(Beginning of Data extract)

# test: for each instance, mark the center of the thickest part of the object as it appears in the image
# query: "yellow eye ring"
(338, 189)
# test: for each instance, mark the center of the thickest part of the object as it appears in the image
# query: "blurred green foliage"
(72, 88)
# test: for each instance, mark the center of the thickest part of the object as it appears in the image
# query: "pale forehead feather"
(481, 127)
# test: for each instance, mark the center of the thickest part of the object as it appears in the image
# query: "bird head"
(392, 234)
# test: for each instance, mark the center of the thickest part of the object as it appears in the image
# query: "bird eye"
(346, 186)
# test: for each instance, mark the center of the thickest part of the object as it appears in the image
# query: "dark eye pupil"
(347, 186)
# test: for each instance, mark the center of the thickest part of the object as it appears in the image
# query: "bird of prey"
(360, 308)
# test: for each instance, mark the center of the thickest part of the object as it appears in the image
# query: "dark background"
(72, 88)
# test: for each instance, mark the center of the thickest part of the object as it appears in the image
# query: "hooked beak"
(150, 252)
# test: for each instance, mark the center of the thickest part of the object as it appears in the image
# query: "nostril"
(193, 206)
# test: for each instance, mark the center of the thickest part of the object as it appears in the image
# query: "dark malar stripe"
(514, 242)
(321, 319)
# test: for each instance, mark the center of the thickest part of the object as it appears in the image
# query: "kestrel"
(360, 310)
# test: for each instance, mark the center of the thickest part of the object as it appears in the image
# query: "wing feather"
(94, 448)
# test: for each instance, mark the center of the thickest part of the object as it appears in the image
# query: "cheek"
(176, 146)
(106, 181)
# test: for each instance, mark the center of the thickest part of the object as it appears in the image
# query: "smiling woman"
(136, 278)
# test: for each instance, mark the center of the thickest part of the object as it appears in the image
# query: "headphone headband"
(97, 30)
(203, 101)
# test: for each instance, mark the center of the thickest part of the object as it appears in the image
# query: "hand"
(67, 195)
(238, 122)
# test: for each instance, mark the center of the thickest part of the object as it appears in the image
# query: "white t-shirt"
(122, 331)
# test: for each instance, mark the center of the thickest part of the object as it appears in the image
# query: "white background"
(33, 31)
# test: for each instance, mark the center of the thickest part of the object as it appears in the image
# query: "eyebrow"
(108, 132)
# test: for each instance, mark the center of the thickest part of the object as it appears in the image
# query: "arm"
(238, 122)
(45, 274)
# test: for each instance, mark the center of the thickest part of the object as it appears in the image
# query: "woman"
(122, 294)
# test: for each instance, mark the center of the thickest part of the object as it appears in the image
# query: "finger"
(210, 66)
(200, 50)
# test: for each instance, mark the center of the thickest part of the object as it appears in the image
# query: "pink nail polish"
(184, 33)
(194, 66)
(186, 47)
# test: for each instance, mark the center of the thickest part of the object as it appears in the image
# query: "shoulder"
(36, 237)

(End of Data extract)

== Aim of the task ==
Whatever appears in the data above should be set down again exactly.

== Result ==
# test: for each instance, mark the center of the thickest part of the object as it appears in the image
# query: "yellow eye ring"
(338, 189)
# test: for each instance, mark the center of the thickest part of the object as it appears in the image
# query: "blurred green foliage"
(72, 88)
# test: for each instance, mark the center of the thickest part of the object as it appears in the image
# query: "pale forehead feather"
(481, 127)
# test: for each instance, mark the center of the thickest part of the object as it appears in the image
# query: "bird head"
(392, 234)
# test: for each instance, mark the center of the thickest part of the object as it appears in the image
# query: "bird eye"
(346, 186)
# test: for each instance, mark the center of the thickest part of the object as it appears in the image
# query: "dark eye pupil"
(347, 186)
# test: for each instance, mark the center of the thickest part of the object as it appears in the image
# query: "bird of prey"
(360, 308)
# test: for each instance, mark the center of the thickest part of the object as it appears in the image
# query: "dark background"
(72, 88)
# test: for each instance, mark the center of the thickest part of the object as it appears in the image
# query: "hooked beak"
(150, 252)
# test: for each instance, mark the center of the thickest part of the object as it appears in the image
# query: "nostril"
(193, 206)
# test: for each instance, mark the center of the thickest part of the object as it appears in the image
# query: "dark malar stripe"
(514, 242)
(321, 319)
# test: for each instance, mark the center of the thickest part of the object as it appears in the image
# query: "kestrel"
(360, 310)
# test: for each instance, mark the center of the thickest part of the object as it appears in the image
# query: "wing feather"
(94, 448)
# test: for each instance, mark the center of the thickest part of the object as it appears in the image
# query: "cheek"
(176, 146)
(106, 181)
# test: for each instance, mark the center of the thickest part of the object as it appears in the image
# query: "smiling woman"
(136, 278)
# test: for each instance, mark the center of the thickest part of the object as it appears in the image
# query: "headphone headband"
(97, 30)
(203, 101)
# test: for each instance, mark the center of the thickest part of the object as it appears in the image
# query: "hand"
(67, 195)
(238, 122)
# test: for each instance, mark the center of the thickest part of the object as it appears in the image
# query: "white t-shirt"
(122, 331)
# test: for each instance, mark the center of the thickest part of the object as it appears in the image
# query: "white background"
(33, 31)
# test: for each instance, mark the center of the thickest part of the object as it appears in the image
# query: "eyebrow"
(108, 132)
# test: for each instance, mark the center of the thickest part of the object as it appears in the image
# query: "arm"
(238, 122)
(45, 274)
# test: for each instance, mark the center of the thickest part of the object as it appears in the image
# query: "woman"
(122, 294)
# test: for each instance, mark the center of the thickest part of the object as it appears in the image
# query: "finger"
(210, 66)
(200, 50)
# test: for each instance, mark the center of the thickest part of the object as it appears in the image
# query: "pink nail polish"
(184, 33)
(194, 66)
(186, 47)
# test: for each instance, mark the center of the thickest part of the object as it appears in the image
# query: "shoulder"
(36, 237)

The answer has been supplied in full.